What the exercise asks: Starting at the line that contains "flat and record integer pixel coordinates." and ending at the final line of the entries below, write out each line exactly as it appears, but omit the pictures.

>>>

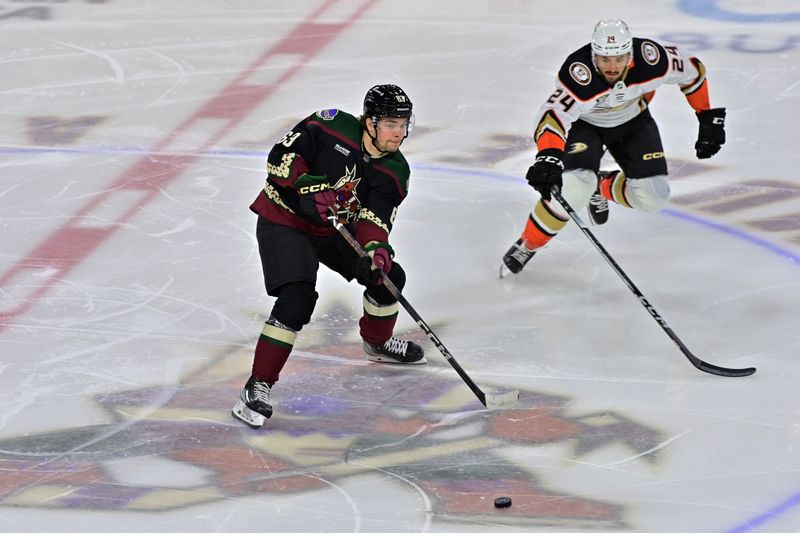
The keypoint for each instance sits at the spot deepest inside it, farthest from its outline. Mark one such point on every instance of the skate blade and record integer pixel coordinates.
(504, 400)
(389, 360)
(246, 415)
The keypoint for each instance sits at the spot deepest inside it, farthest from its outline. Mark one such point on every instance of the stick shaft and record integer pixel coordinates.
(696, 361)
(413, 313)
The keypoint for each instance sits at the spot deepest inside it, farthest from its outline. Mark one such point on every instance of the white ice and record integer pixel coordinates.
(132, 140)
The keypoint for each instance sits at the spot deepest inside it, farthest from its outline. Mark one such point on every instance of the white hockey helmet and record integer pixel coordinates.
(611, 38)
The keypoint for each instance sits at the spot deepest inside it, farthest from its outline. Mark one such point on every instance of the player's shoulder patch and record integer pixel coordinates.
(649, 59)
(578, 75)
(327, 114)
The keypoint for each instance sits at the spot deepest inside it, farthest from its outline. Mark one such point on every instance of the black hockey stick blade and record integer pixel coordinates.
(718, 370)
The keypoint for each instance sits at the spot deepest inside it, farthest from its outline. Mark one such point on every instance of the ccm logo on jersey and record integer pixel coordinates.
(308, 189)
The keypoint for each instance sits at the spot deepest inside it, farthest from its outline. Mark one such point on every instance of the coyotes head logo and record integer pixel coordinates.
(336, 417)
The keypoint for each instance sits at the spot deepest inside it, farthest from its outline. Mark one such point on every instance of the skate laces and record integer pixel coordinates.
(598, 202)
(261, 391)
(396, 345)
(522, 253)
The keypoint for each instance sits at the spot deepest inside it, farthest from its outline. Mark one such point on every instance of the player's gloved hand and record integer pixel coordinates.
(316, 198)
(712, 132)
(378, 259)
(546, 171)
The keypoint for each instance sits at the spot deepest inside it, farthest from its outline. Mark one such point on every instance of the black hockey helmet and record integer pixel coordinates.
(387, 101)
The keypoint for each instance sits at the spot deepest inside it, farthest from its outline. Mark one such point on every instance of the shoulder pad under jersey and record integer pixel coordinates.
(578, 75)
(650, 61)
(338, 121)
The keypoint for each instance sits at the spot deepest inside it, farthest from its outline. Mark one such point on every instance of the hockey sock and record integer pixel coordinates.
(613, 188)
(377, 323)
(542, 225)
(272, 350)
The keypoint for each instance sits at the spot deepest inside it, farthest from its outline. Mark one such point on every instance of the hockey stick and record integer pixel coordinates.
(489, 400)
(696, 361)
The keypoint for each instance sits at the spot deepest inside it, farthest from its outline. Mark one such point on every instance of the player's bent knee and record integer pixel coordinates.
(295, 304)
(380, 294)
(578, 186)
(648, 194)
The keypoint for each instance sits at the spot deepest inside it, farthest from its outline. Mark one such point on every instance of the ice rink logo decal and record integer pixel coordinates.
(171, 448)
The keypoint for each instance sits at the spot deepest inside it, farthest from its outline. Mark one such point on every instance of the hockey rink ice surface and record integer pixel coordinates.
(133, 139)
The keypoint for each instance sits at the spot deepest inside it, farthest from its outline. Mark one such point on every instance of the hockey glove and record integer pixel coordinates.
(546, 171)
(315, 198)
(378, 259)
(712, 132)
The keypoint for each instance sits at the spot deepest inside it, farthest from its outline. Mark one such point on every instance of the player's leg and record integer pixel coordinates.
(642, 181)
(380, 309)
(584, 149)
(290, 266)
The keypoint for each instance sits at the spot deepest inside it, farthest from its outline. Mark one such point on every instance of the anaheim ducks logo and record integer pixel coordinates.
(580, 73)
(576, 148)
(178, 447)
(650, 52)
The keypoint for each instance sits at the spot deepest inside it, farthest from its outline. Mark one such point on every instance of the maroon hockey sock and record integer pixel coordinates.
(378, 321)
(272, 350)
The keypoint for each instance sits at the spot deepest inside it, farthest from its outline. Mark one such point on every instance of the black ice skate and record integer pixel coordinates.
(515, 258)
(395, 351)
(598, 204)
(253, 406)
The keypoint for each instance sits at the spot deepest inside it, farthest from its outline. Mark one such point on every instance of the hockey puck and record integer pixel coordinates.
(502, 502)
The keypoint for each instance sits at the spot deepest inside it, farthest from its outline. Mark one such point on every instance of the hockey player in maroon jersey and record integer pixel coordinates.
(601, 102)
(353, 166)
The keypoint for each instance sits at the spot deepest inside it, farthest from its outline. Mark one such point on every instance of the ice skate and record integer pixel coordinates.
(253, 406)
(515, 258)
(395, 351)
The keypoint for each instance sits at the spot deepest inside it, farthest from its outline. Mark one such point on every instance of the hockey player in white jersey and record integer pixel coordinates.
(601, 103)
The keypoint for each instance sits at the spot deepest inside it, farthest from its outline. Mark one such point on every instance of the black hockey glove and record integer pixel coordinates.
(378, 259)
(316, 198)
(546, 171)
(712, 132)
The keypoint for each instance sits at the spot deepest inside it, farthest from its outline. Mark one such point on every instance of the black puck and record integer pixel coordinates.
(502, 502)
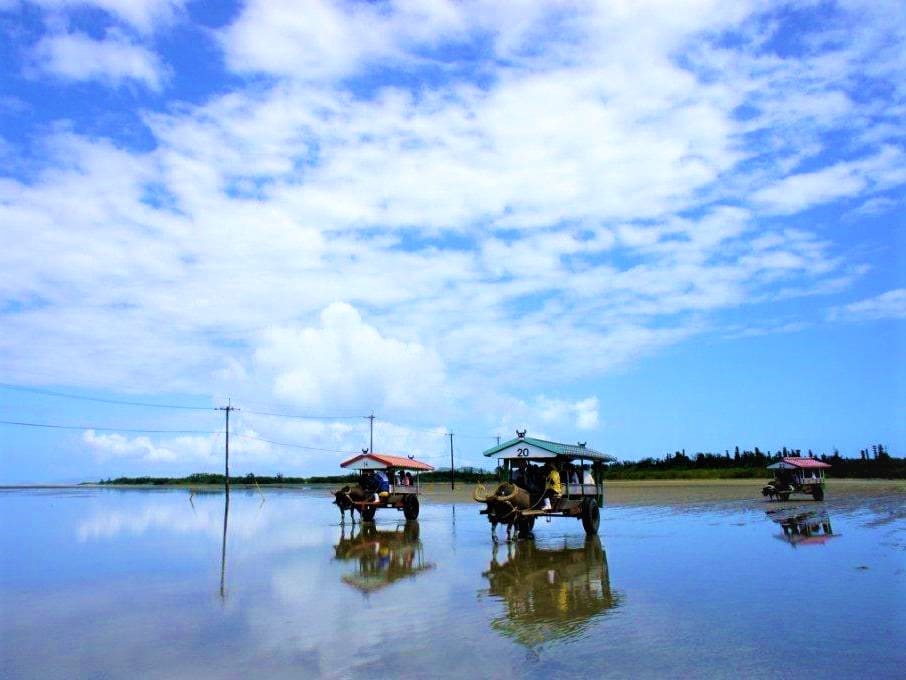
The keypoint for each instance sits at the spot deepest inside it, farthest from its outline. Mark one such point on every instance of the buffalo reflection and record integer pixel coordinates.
(550, 593)
(803, 528)
(382, 556)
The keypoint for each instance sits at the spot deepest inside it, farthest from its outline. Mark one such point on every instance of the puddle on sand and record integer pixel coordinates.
(680, 582)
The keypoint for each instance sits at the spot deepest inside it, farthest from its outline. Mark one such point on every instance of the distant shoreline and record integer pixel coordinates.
(433, 487)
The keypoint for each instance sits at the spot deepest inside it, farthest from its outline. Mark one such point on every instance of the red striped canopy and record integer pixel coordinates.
(386, 460)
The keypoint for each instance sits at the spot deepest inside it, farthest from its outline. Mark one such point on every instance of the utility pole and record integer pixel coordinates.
(226, 459)
(452, 473)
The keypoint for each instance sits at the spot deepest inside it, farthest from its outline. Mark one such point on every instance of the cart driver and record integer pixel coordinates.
(383, 483)
(552, 488)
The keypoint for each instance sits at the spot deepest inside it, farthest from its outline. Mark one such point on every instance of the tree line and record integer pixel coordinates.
(873, 462)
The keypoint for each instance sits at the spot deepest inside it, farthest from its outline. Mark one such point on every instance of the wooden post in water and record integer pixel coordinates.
(452, 469)
(226, 454)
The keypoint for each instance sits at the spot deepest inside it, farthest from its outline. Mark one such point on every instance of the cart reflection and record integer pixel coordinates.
(549, 592)
(803, 528)
(381, 556)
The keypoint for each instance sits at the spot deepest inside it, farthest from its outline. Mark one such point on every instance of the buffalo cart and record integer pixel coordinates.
(522, 496)
(796, 475)
(384, 481)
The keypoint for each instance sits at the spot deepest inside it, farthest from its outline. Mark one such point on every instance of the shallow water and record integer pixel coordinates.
(683, 581)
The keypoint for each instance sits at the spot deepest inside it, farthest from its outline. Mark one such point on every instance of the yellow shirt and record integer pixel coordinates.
(553, 482)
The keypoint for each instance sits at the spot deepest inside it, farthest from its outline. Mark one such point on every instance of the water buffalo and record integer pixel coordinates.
(503, 506)
(346, 498)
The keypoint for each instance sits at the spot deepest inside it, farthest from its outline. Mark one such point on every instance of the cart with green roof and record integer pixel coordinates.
(520, 497)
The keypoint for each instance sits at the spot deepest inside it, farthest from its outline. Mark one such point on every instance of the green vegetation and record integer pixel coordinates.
(873, 463)
(464, 475)
(876, 463)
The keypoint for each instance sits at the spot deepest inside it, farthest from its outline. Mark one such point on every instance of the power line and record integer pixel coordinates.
(303, 417)
(103, 429)
(294, 446)
(36, 390)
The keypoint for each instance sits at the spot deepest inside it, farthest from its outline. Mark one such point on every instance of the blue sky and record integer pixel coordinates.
(649, 226)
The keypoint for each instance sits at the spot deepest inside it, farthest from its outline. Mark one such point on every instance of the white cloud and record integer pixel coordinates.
(142, 448)
(114, 60)
(345, 364)
(143, 15)
(889, 305)
(591, 196)
(804, 190)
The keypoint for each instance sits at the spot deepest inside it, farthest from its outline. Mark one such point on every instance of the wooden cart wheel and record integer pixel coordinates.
(410, 507)
(591, 516)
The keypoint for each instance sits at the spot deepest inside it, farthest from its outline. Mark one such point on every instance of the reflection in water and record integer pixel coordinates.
(550, 593)
(226, 515)
(383, 556)
(803, 528)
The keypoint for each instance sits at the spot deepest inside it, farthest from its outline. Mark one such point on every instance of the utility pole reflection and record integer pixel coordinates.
(226, 515)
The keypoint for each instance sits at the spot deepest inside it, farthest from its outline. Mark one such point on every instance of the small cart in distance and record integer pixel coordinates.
(796, 475)
(367, 497)
(518, 501)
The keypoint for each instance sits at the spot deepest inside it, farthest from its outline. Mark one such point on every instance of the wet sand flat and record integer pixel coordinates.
(686, 579)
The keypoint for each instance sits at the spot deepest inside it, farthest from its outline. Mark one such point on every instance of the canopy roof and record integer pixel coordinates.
(791, 463)
(541, 448)
(382, 461)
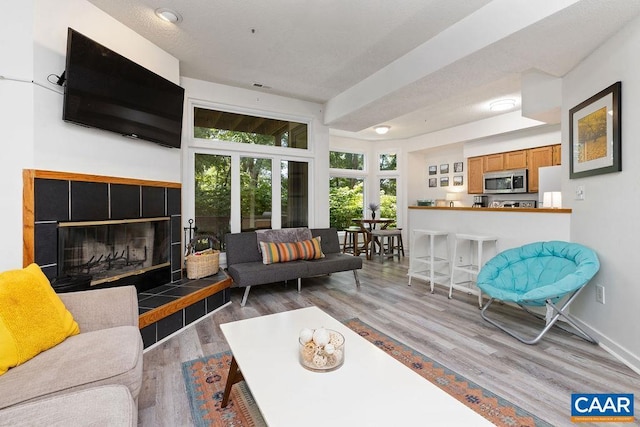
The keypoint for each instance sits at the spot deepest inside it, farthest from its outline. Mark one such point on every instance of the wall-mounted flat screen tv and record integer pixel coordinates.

<<<

Solution for this task:
The keypoint for each instance sits at the spot deepest inside it, farthest from its outline. Mark one such point on every instance of the wet sand flat and record integer pixel coordinates.
(686, 579)
The keypoint for each instance sits at the spot deepest inside it, farthest from its outline. Mark one such point on every instance of the canopy roof and record integer pixel coordinates.
(791, 463)
(541, 448)
(382, 461)
The keypoint for each instance sits at the spot deepest inside it, farthest from its outline. Mark one such point on every instance of the wall-mounted flat screen tv and record integer pixel coordinates.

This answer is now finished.